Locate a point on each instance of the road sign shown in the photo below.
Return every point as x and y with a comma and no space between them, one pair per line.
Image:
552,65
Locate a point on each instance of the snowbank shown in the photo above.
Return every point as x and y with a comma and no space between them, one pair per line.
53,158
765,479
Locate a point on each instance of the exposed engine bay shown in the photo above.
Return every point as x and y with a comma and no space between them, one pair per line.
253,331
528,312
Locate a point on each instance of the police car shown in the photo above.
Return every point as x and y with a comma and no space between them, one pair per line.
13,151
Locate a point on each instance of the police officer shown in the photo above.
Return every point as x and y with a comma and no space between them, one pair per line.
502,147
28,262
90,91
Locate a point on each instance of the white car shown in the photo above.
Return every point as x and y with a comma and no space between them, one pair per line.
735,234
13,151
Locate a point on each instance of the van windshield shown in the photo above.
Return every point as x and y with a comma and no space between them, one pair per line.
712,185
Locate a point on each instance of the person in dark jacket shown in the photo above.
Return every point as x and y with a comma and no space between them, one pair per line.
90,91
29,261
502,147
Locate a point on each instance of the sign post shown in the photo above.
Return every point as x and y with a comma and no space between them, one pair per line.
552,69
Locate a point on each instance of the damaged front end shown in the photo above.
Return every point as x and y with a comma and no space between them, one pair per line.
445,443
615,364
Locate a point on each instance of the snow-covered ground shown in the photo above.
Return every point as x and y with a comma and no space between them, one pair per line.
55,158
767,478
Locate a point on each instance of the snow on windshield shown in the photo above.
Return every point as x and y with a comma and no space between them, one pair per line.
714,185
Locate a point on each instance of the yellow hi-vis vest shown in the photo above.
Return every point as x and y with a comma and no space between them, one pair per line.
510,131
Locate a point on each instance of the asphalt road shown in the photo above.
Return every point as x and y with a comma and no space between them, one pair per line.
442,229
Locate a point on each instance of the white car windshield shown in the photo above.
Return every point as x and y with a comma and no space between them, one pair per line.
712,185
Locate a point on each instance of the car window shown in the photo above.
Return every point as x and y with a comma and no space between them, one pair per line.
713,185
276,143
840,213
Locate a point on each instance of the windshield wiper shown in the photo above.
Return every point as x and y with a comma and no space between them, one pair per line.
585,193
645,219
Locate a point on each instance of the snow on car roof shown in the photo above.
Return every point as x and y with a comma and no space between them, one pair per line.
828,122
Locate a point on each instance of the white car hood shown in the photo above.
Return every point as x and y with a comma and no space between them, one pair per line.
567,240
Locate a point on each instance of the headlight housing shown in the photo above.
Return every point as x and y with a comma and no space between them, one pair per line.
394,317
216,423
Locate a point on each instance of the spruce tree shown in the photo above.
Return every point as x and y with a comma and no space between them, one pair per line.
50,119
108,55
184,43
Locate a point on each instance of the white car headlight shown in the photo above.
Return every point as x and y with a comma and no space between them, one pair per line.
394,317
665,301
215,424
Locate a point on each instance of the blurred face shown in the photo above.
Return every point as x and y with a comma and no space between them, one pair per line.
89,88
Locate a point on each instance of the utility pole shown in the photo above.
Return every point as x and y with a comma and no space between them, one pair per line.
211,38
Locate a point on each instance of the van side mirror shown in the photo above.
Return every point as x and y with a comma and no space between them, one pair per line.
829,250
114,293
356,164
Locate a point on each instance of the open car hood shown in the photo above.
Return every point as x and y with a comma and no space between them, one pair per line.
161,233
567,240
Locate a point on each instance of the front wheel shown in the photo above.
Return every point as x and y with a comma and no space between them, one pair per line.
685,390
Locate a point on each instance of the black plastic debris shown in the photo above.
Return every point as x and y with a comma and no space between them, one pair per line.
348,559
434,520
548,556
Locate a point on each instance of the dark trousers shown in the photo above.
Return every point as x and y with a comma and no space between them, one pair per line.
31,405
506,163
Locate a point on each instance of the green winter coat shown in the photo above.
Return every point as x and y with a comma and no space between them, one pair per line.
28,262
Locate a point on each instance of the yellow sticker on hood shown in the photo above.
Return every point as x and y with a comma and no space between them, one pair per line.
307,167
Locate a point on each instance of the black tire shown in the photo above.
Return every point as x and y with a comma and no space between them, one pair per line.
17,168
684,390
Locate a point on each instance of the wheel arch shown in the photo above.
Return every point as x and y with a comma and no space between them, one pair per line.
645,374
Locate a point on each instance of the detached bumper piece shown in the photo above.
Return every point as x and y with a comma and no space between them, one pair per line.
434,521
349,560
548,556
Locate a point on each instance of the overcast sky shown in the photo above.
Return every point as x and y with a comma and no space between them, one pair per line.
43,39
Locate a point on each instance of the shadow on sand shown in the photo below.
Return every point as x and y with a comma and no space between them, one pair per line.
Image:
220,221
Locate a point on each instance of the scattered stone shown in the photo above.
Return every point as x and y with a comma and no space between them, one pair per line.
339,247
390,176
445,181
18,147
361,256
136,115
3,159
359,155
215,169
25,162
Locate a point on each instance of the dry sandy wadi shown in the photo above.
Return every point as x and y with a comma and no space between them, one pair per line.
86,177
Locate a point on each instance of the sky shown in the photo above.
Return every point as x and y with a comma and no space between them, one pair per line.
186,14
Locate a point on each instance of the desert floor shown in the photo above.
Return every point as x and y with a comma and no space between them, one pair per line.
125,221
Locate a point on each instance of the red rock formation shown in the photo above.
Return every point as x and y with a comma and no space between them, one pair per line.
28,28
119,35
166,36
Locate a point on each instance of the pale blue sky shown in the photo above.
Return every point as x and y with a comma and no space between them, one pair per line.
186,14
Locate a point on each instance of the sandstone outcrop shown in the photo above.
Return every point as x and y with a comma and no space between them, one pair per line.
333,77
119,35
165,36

—————

▶ **Work to be completed**: Copy exactly the lines of the listing above, beginning at the line with "Locate a point on each instance of the dry" and ending at its final line; write out nothing else.

▶ **The reply**:
Locate a point on each instance of the dry sandy wadi shown in the photo above.
Return every point as x and y with a comma and no space between them, one pair per line.
86,177
Locate a point on each instance of the sky shown in the photo above.
Return every point as x and y with a comma and no space between them, one pair per line.
186,14
Locate a point on each instance of the desert floor shown in the photo above.
Return every point as x and y with a comma and no space between them, one pair per line.
125,221
Locate a point on each instance of the red rock formation shown in the photo above.
Return every point as x and y with a comma and no space between them, one pair per line.
28,28
119,35
166,36
Locate a point on each instance of the pale blue sky shown in the photo above.
Return every point as x and y with a comma and no space between them, one pair per line.
186,14
Locate a point on each instance of the sandstone outcrop shown in the photo above.
Return every point as x and y with a comma and no space between them, one pair per line.
333,77
119,35
165,36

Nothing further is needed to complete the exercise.